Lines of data
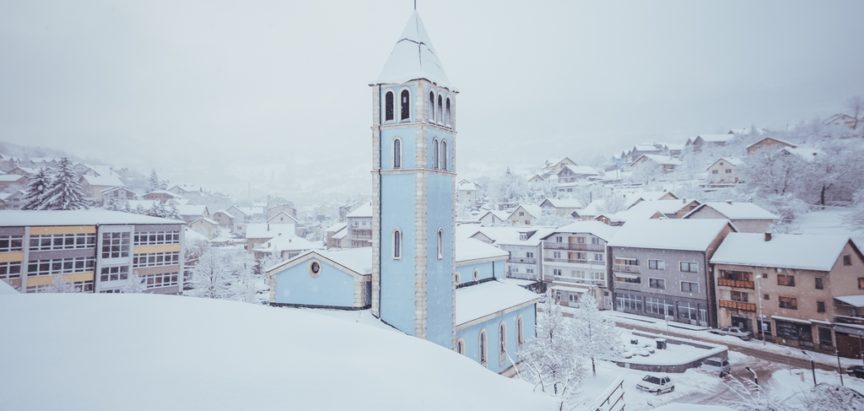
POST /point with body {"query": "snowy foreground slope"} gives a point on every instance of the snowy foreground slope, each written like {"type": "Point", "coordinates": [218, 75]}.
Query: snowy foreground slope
{"type": "Point", "coordinates": [149, 352]}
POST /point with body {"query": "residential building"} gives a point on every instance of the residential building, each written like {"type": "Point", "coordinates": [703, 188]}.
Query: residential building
{"type": "Point", "coordinates": [575, 262]}
{"type": "Point", "coordinates": [808, 289]}
{"type": "Point", "coordinates": [660, 268]}
{"type": "Point", "coordinates": [746, 217]}
{"type": "Point", "coordinates": [94, 250]}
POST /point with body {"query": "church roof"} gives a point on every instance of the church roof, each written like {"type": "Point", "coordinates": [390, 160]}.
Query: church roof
{"type": "Point", "coordinates": [413, 57]}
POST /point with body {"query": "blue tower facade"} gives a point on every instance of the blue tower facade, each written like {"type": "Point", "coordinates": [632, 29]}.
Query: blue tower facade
{"type": "Point", "coordinates": [413, 134]}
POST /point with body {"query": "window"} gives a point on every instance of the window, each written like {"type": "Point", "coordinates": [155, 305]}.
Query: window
{"type": "Point", "coordinates": [440, 244]}
{"type": "Point", "coordinates": [656, 264]}
{"type": "Point", "coordinates": [406, 108]}
{"type": "Point", "coordinates": [786, 280]}
{"type": "Point", "coordinates": [397, 244]}
{"type": "Point", "coordinates": [397, 153]}
{"type": "Point", "coordinates": [444, 154]}
{"type": "Point", "coordinates": [483, 347]}
{"type": "Point", "coordinates": [689, 267]}
{"type": "Point", "coordinates": [435, 153]}
{"type": "Point", "coordinates": [788, 302]}
{"type": "Point", "coordinates": [388, 106]}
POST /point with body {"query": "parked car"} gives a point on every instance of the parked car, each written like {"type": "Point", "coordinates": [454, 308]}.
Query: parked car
{"type": "Point", "coordinates": [735, 332]}
{"type": "Point", "coordinates": [717, 366]}
{"type": "Point", "coordinates": [656, 384]}
{"type": "Point", "coordinates": [855, 371]}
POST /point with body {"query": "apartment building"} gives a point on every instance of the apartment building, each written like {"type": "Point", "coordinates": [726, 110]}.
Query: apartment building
{"type": "Point", "coordinates": [90, 250]}
{"type": "Point", "coordinates": [802, 290]}
{"type": "Point", "coordinates": [575, 262]}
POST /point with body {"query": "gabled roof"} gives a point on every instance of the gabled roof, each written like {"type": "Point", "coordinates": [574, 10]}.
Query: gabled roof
{"type": "Point", "coordinates": [413, 57]}
{"type": "Point", "coordinates": [737, 210]}
{"type": "Point", "coordinates": [670, 234]}
{"type": "Point", "coordinates": [798, 251]}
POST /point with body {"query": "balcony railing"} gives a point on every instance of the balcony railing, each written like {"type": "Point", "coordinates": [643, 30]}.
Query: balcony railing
{"type": "Point", "coordinates": [727, 282]}
{"type": "Point", "coordinates": [626, 268]}
{"type": "Point", "coordinates": [738, 305]}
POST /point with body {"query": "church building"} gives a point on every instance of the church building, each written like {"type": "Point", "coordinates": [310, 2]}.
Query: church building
{"type": "Point", "coordinates": [422, 282]}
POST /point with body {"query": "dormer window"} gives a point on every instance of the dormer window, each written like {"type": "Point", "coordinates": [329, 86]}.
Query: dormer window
{"type": "Point", "coordinates": [388, 106]}
{"type": "Point", "coordinates": [406, 108]}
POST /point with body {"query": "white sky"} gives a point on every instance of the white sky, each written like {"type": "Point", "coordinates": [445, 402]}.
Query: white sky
{"type": "Point", "coordinates": [273, 93]}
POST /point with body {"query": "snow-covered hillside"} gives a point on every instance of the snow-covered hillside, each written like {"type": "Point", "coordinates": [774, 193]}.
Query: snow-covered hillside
{"type": "Point", "coordinates": [150, 352]}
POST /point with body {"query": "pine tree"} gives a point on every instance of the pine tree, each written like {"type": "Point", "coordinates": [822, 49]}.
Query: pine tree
{"type": "Point", "coordinates": [35, 199]}
{"type": "Point", "coordinates": [65, 192]}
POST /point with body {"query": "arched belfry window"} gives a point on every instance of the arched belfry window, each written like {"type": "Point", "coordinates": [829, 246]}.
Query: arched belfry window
{"type": "Point", "coordinates": [431, 110]}
{"type": "Point", "coordinates": [388, 106]}
{"type": "Point", "coordinates": [397, 153]}
{"type": "Point", "coordinates": [435, 153]}
{"type": "Point", "coordinates": [404, 99]}
{"type": "Point", "coordinates": [397, 244]}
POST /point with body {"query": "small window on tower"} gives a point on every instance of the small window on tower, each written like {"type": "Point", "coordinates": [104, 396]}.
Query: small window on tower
{"type": "Point", "coordinates": [388, 106]}
{"type": "Point", "coordinates": [406, 109]}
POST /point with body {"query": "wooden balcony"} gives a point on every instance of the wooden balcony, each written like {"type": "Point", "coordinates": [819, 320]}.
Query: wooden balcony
{"type": "Point", "coordinates": [738, 305]}
{"type": "Point", "coordinates": [726, 282]}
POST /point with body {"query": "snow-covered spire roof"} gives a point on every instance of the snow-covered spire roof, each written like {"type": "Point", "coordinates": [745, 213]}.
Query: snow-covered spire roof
{"type": "Point", "coordinates": [413, 57]}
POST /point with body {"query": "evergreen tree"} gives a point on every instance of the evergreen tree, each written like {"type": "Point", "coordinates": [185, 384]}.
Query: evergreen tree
{"type": "Point", "coordinates": [35, 199]}
{"type": "Point", "coordinates": [65, 192]}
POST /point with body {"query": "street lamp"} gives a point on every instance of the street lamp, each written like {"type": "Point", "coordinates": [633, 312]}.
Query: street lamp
{"type": "Point", "coordinates": [812, 366]}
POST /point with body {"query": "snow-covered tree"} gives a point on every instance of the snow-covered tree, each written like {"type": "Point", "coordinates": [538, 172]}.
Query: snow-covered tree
{"type": "Point", "coordinates": [550, 360]}
{"type": "Point", "coordinates": [65, 192]}
{"type": "Point", "coordinates": [594, 335]}
{"type": "Point", "coordinates": [36, 188]}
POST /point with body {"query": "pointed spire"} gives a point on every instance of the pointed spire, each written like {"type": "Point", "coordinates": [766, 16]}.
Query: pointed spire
{"type": "Point", "coordinates": [413, 57]}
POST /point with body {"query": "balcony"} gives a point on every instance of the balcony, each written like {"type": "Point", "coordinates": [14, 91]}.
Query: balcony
{"type": "Point", "coordinates": [738, 305]}
{"type": "Point", "coordinates": [728, 282]}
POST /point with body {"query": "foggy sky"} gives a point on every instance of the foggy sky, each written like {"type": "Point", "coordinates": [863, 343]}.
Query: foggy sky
{"type": "Point", "coordinates": [273, 95]}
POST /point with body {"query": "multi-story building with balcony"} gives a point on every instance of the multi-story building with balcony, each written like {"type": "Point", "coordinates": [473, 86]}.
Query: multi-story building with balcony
{"type": "Point", "coordinates": [90, 251]}
{"type": "Point", "coordinates": [575, 262]}
{"type": "Point", "coordinates": [660, 268]}
{"type": "Point", "coordinates": [801, 290]}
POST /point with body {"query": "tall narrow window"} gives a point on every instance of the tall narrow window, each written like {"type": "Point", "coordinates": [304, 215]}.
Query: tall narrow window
{"type": "Point", "coordinates": [406, 109]}
{"type": "Point", "coordinates": [444, 154]}
{"type": "Point", "coordinates": [483, 347]}
{"type": "Point", "coordinates": [397, 153]}
{"type": "Point", "coordinates": [431, 110]}
{"type": "Point", "coordinates": [388, 106]}
{"type": "Point", "coordinates": [435, 153]}
{"type": "Point", "coordinates": [397, 244]}
{"type": "Point", "coordinates": [440, 244]}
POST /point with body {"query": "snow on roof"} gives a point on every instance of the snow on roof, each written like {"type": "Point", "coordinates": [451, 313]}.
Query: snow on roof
{"type": "Point", "coordinates": [799, 251]}
{"type": "Point", "coordinates": [738, 210]}
{"type": "Point", "coordinates": [487, 298]}
{"type": "Point", "coordinates": [604, 231]}
{"type": "Point", "coordinates": [263, 230]}
{"type": "Point", "coordinates": [468, 249]}
{"type": "Point", "coordinates": [670, 234]}
{"type": "Point", "coordinates": [19, 218]}
{"type": "Point", "coordinates": [309, 343]}
{"type": "Point", "coordinates": [413, 57]}
{"type": "Point", "coordinates": [364, 211]}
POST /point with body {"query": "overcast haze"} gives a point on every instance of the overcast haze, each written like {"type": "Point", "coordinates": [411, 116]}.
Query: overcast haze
{"type": "Point", "coordinates": [274, 94]}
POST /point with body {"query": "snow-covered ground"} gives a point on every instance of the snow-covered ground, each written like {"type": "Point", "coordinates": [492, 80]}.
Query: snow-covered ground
{"type": "Point", "coordinates": [151, 352]}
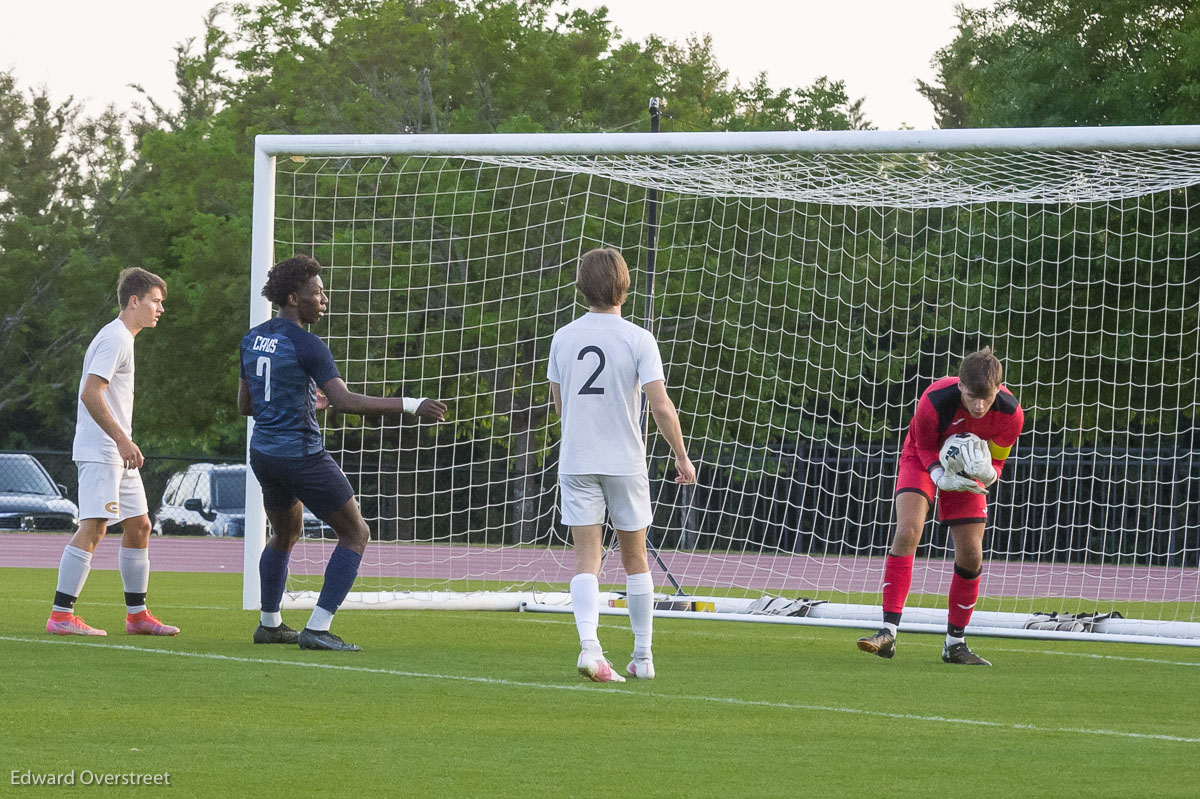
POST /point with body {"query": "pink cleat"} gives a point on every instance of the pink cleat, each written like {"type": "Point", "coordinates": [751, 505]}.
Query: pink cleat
{"type": "Point", "coordinates": [597, 668]}
{"type": "Point", "coordinates": [144, 624]}
{"type": "Point", "coordinates": [67, 624]}
{"type": "Point", "coordinates": [641, 668]}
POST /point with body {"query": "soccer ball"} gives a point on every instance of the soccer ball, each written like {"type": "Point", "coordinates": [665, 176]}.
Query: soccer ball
{"type": "Point", "coordinates": [960, 452]}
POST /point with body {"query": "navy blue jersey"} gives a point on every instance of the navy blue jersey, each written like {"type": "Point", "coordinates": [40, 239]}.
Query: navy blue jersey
{"type": "Point", "coordinates": [283, 364]}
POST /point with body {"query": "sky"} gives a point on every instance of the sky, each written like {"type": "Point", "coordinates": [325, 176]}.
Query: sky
{"type": "Point", "coordinates": [94, 49]}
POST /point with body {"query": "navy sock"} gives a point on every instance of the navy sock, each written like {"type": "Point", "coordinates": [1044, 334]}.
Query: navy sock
{"type": "Point", "coordinates": [340, 574]}
{"type": "Point", "coordinates": [273, 577]}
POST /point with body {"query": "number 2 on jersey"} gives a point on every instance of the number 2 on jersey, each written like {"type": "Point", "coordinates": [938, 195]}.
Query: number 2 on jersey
{"type": "Point", "coordinates": [587, 386]}
{"type": "Point", "coordinates": [264, 370]}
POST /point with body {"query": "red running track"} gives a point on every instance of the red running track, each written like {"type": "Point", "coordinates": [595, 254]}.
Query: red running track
{"type": "Point", "coordinates": [540, 565]}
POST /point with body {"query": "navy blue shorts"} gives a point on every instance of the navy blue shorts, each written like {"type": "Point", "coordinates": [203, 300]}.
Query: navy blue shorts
{"type": "Point", "coordinates": [316, 480]}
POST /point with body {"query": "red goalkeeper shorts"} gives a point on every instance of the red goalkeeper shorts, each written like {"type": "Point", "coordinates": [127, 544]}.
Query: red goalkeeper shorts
{"type": "Point", "coordinates": [953, 506]}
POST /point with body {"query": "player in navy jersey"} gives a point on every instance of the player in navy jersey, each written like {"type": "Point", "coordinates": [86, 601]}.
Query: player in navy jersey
{"type": "Point", "coordinates": [282, 366]}
{"type": "Point", "coordinates": [973, 402]}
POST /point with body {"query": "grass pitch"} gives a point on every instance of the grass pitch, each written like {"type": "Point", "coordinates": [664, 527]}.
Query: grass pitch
{"type": "Point", "coordinates": [472, 704]}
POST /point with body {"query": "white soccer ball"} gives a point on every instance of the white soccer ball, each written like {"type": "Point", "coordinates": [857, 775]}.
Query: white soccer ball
{"type": "Point", "coordinates": [961, 452]}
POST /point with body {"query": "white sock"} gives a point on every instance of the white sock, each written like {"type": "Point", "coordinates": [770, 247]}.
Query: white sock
{"type": "Point", "coordinates": [586, 605]}
{"type": "Point", "coordinates": [73, 569]}
{"type": "Point", "coordinates": [640, 595]}
{"type": "Point", "coordinates": [321, 619]}
{"type": "Point", "coordinates": [135, 574]}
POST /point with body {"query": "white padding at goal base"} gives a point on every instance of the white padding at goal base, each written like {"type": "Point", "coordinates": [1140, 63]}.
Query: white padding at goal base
{"type": "Point", "coordinates": [984, 623]}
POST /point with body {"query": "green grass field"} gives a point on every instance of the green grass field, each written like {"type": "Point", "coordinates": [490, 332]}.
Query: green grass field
{"type": "Point", "coordinates": [489, 704]}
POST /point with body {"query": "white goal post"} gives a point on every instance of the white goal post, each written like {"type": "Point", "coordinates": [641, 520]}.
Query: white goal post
{"type": "Point", "coordinates": [804, 288]}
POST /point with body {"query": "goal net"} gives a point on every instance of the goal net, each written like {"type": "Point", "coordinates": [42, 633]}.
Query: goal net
{"type": "Point", "coordinates": [804, 289]}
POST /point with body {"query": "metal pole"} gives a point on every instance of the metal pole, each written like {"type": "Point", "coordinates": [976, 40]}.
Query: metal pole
{"type": "Point", "coordinates": [652, 244]}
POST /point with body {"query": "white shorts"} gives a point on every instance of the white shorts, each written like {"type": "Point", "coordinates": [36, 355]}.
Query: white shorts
{"type": "Point", "coordinates": [109, 491]}
{"type": "Point", "coordinates": [585, 498]}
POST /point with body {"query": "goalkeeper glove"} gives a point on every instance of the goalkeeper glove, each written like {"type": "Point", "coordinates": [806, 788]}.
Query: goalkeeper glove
{"type": "Point", "coordinates": [977, 462]}
{"type": "Point", "coordinates": [947, 481]}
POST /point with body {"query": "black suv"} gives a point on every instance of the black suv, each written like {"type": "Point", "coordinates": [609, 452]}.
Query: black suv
{"type": "Point", "coordinates": [30, 499]}
{"type": "Point", "coordinates": [210, 499]}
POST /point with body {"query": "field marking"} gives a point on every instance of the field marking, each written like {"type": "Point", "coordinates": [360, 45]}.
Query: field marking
{"type": "Point", "coordinates": [931, 643]}
{"type": "Point", "coordinates": [552, 686]}
{"type": "Point", "coordinates": [1157, 661]}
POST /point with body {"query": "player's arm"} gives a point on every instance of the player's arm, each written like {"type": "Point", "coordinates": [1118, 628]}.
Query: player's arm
{"type": "Point", "coordinates": [667, 420]}
{"type": "Point", "coordinates": [93, 397]}
{"type": "Point", "coordinates": [1001, 445]}
{"type": "Point", "coordinates": [924, 434]}
{"type": "Point", "coordinates": [245, 401]}
{"type": "Point", "coordinates": [345, 401]}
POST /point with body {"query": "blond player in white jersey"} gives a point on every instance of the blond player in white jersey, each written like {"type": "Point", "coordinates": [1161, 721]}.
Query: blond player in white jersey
{"type": "Point", "coordinates": [108, 461]}
{"type": "Point", "coordinates": [599, 367]}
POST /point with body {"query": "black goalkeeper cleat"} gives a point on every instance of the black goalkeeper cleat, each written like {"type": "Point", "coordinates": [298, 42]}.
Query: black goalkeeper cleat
{"type": "Point", "coordinates": [963, 656]}
{"type": "Point", "coordinates": [882, 643]}
{"type": "Point", "coordinates": [282, 634]}
{"type": "Point", "coordinates": [324, 640]}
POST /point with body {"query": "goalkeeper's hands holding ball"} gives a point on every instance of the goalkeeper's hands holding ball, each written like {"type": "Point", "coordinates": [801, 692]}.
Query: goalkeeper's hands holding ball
{"type": "Point", "coordinates": [977, 462]}
{"type": "Point", "coordinates": [955, 481]}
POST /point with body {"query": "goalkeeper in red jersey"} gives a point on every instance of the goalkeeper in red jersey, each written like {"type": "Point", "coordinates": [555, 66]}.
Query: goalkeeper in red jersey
{"type": "Point", "coordinates": [973, 402]}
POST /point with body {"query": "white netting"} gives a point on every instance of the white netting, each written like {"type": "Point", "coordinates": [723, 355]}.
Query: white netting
{"type": "Point", "coordinates": [802, 302]}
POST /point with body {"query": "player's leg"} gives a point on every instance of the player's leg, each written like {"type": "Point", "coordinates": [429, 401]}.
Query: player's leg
{"type": "Point", "coordinates": [99, 505]}
{"type": "Point", "coordinates": [135, 559]}
{"type": "Point", "coordinates": [964, 592]}
{"type": "Point", "coordinates": [640, 599]}
{"type": "Point", "coordinates": [323, 487]}
{"type": "Point", "coordinates": [629, 506]}
{"type": "Point", "coordinates": [582, 504]}
{"type": "Point", "coordinates": [913, 500]}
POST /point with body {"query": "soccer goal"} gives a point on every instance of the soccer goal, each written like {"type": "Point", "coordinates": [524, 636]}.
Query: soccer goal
{"type": "Point", "coordinates": [805, 288]}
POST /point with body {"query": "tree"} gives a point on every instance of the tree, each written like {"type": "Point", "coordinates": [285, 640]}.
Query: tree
{"type": "Point", "coordinates": [47, 260]}
{"type": "Point", "coordinates": [1068, 62]}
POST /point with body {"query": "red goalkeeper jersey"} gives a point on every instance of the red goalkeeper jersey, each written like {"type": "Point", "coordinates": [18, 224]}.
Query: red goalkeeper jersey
{"type": "Point", "coordinates": [941, 414]}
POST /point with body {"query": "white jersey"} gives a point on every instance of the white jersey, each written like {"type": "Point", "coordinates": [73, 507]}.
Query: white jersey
{"type": "Point", "coordinates": [111, 356]}
{"type": "Point", "coordinates": [601, 361]}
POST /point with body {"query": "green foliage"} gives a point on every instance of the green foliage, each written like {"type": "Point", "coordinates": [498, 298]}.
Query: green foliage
{"type": "Point", "coordinates": [439, 704]}
{"type": "Point", "coordinates": [1071, 62]}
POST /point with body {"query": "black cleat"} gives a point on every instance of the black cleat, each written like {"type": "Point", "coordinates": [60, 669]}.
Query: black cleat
{"type": "Point", "coordinates": [882, 643]}
{"type": "Point", "coordinates": [282, 634]}
{"type": "Point", "coordinates": [961, 655]}
{"type": "Point", "coordinates": [324, 640]}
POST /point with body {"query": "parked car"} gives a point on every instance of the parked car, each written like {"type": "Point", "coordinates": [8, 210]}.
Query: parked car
{"type": "Point", "coordinates": [210, 499]}
{"type": "Point", "coordinates": [30, 499]}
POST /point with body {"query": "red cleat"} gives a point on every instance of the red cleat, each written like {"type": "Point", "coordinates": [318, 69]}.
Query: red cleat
{"type": "Point", "coordinates": [144, 624]}
{"type": "Point", "coordinates": [67, 624]}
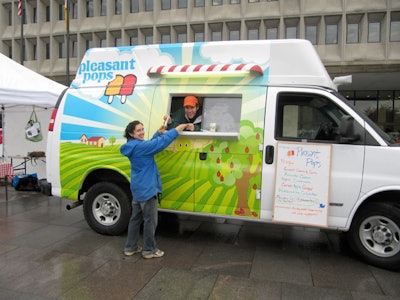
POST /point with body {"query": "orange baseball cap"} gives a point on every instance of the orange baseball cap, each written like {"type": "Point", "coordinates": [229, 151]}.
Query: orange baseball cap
{"type": "Point", "coordinates": [190, 101]}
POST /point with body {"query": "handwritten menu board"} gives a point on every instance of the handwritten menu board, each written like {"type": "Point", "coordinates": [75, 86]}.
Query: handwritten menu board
{"type": "Point", "coordinates": [302, 183]}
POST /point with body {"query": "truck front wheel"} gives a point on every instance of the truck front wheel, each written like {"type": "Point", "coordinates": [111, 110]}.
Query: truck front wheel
{"type": "Point", "coordinates": [375, 235]}
{"type": "Point", "coordinates": [107, 208]}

TO DO: The lines to quote run from the one containing "of the orange" through the final line of the material above; please give them exactly, both ends included, and nothing else.

COMPLETE ANSWER:
POST /point with body {"query": "orange baseball cap"} gives a point on every instance of the orange baseball cap, each written like {"type": "Point", "coordinates": [229, 151]}.
Query: orange baseball cap
{"type": "Point", "coordinates": [190, 101]}
POST /point with body {"query": "handwritten menu board"} gives a point on every instance of the handwritten menu board, each written like {"type": "Point", "coordinates": [75, 86]}.
Query: handwritten menu board
{"type": "Point", "coordinates": [302, 183]}
POST /point with body {"query": "truck front wheel"} gives a point on every instance of the truck front wheel, each written like {"type": "Point", "coordinates": [111, 110]}.
Query: truck front wheel
{"type": "Point", "coordinates": [375, 235]}
{"type": "Point", "coordinates": [107, 208]}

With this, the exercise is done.